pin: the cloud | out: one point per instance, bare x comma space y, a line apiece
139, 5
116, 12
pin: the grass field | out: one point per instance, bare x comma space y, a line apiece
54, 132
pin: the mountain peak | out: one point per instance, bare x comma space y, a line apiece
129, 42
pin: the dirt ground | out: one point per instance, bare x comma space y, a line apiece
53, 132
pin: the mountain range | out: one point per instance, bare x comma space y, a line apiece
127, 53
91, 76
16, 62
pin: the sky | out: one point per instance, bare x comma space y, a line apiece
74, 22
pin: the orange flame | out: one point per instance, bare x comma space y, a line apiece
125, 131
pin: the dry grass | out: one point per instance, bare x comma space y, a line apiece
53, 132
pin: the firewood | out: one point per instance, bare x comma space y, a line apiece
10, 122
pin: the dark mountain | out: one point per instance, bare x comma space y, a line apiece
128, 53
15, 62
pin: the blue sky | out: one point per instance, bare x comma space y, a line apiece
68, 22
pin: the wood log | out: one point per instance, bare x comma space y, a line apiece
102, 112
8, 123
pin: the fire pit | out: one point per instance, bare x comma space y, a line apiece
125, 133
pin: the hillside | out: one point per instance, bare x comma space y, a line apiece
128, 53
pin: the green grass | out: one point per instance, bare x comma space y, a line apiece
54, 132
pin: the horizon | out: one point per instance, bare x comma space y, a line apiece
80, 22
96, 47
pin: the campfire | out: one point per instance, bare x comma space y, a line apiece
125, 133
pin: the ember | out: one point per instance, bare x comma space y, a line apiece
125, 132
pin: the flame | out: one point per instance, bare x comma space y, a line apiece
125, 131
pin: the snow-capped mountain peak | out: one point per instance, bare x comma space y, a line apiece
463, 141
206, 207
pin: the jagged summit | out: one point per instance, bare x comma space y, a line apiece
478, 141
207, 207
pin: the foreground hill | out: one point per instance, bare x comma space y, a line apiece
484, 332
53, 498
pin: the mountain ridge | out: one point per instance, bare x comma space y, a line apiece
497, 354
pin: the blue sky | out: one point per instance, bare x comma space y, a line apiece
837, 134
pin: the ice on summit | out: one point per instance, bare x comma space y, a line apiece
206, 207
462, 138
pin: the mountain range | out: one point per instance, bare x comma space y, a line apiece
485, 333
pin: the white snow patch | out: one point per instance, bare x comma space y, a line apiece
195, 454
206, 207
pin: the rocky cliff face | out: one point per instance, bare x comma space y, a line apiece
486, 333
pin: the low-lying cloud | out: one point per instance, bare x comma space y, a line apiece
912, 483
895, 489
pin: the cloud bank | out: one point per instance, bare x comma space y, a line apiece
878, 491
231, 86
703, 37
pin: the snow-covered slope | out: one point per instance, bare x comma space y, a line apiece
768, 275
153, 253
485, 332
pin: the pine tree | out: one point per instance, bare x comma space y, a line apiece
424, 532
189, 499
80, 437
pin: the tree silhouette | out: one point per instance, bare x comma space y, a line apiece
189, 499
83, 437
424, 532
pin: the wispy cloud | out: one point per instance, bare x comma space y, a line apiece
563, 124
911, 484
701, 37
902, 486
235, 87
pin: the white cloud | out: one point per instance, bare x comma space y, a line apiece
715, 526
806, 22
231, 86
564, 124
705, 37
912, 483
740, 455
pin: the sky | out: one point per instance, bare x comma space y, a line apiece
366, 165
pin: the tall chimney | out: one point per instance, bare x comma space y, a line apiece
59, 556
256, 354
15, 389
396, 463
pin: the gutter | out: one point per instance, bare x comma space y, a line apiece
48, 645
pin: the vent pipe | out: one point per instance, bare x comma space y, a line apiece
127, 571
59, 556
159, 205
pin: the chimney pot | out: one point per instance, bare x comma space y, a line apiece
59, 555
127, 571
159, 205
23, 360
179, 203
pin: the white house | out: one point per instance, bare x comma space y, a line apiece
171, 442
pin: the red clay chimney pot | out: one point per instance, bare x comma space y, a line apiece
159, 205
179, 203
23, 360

==============================

**Task goal:** Reproduce the records above exactly.

**Solution below:**
pin: the cloud | out: one point per instance, bare x comma space y, a line apiece
139, 5
116, 12
pin: the grass field | out: one point per instance, bare x comma space y, a line apiece
54, 132
pin: the mountain peak | out: one point per instance, bare x comma space y, a line apiece
129, 42
pin: the dirt ground | out: one point per instance, bare x comma space y, a line apiece
53, 132
pin: the mountain range | out: one point per instance, bare x comma space y, a line apiece
127, 53
91, 76
16, 62
pin: the sky | out: one point per instance, bare x comma space y, a line apiece
74, 22
pin: the orange flame | out: one point per instance, bare x comma space y, a line apiece
125, 131
pin: the dry grass | out: one point per instance, bare x comma space y, a line apiece
53, 132
pin: the firewood | out: one point per instance, bare x comma space y, a line apiece
10, 122
pin: the dark mountain | out: one point per instance, bare x comma space y, a line apiece
128, 53
15, 62
pin: the blue sky | out: one point per instance, bare x comma space y, a line apiece
68, 22
pin: the wood log | out: one point per instance, bare x comma space y, a line apiece
102, 112
8, 123
pin: the fire pit | out: one point per instance, bare x comma space y, a line apiece
125, 133
pin: the hillside | out: one point per instance, bare x comma space y, a line apiece
128, 53
pin: the green grass | out: one point per instance, bare x comma space y, a line apiece
54, 132
pin: the horizon | out: one point per instance, bare x comma space y, a line apiece
80, 22
96, 47
pin: the campfire | out: one point per instance, bare x comma space y, a line apiece
125, 133
pin: the ember | out: one point per instance, bare x comma space y, a line apiece
125, 132
pin: the flame | out: one point per instance, bare x comma space y, a line apiece
125, 131
pin: the snow-capped mountain peak | out: one point per instance, bare x comma space y, a line apiece
463, 141
206, 207
pin: the jagged summit | out: one point per instance, bare x comma space y, a line apiece
478, 141
207, 207
pin: the foreground hill | out: one point per instance, bare x comma space y, a line apiece
484, 332
53, 498
pin: the mountain ridge | out: one point per instance, bare x comma space y, a line apiece
497, 354
pin: the blue sky | out: one point per instance, bare x comma space y, a line apiece
837, 134
pin: the ice on summit | out: one point per instance, bare x comma space y, a line apiece
206, 207
462, 138
pin: the mountain range | out: one point per instance, bare x comma space y, a line apiece
485, 333
pin: the white snow patch | out: one point per instance, bare x comma space y, a line apiece
195, 454
206, 207
pin: the rocky cliff face | out: one point per instance, bare x comma space y, a line apiece
486, 333
pin: the low-lying cloud | out: one point per instance, bare x comma space y, a line apiece
912, 483
895, 489
pin: the cloud bank | out: one point per instance, bare x comma space y, a line apiece
878, 491
231, 86
703, 37
pin: the snow-covered slope | out: one point per instance, bare x comma space y, a line apiece
768, 275
153, 253
485, 332
pin: the pine tree | out: one point per instance, bare x comma space y, a line apiece
424, 532
189, 499
80, 437
pin: the tree silhouette | out: one point per instance, bare x comma space y, a line apiece
189, 499
83, 437
424, 532
pin: the wispy cloud | out: one point per instance, bare x comma space y, a line apiece
563, 124
911, 484
701, 37
902, 486
235, 87
pin: the white cloud | out: one point per instance, bare x comma space y, a line apiece
715, 526
806, 22
231, 86
564, 124
705, 37
912, 483
740, 455
pin: the sky | out: one point per instance, bare x comma space y, a line apiece
366, 165
pin: the tall chimney | out: one point per instance, bare x comma space y, a line apiece
59, 556
256, 354
15, 389
396, 463
pin: the gutter | out: one point per instance, bare x comma space y, a line apiece
48, 645
pin: the vent pipe | out: one point per instance, bare x comma space y, a line apiece
127, 571
59, 556
159, 205
pin: the chimney pot | out: one point per instance, bare x comma space y, a line apiece
59, 555
127, 571
159, 205
23, 360
179, 203
pin: the white house | out: one point per instance, bare x comma space y, a line apiece
171, 442
pin: the red clay chimney pot | out: one point per instance, bare x comma space y, a line apiece
159, 205
179, 203
23, 360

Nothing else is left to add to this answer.